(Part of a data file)
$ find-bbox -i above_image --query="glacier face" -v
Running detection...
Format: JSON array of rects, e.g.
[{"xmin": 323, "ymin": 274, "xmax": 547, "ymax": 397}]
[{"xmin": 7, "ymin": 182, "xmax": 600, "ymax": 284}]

> [WRITTEN TASK]: Please write out the lines above word for word.

> [RESPONSE TO THIS EXERCISE]:
$ find-bbox -i above_image --query="glacier face" -v
Running detection...
Format: JSON array of rects, e.g.
[{"xmin": 323, "ymin": 274, "xmax": 547, "ymax": 397}]
[{"xmin": 7, "ymin": 182, "xmax": 600, "ymax": 284}]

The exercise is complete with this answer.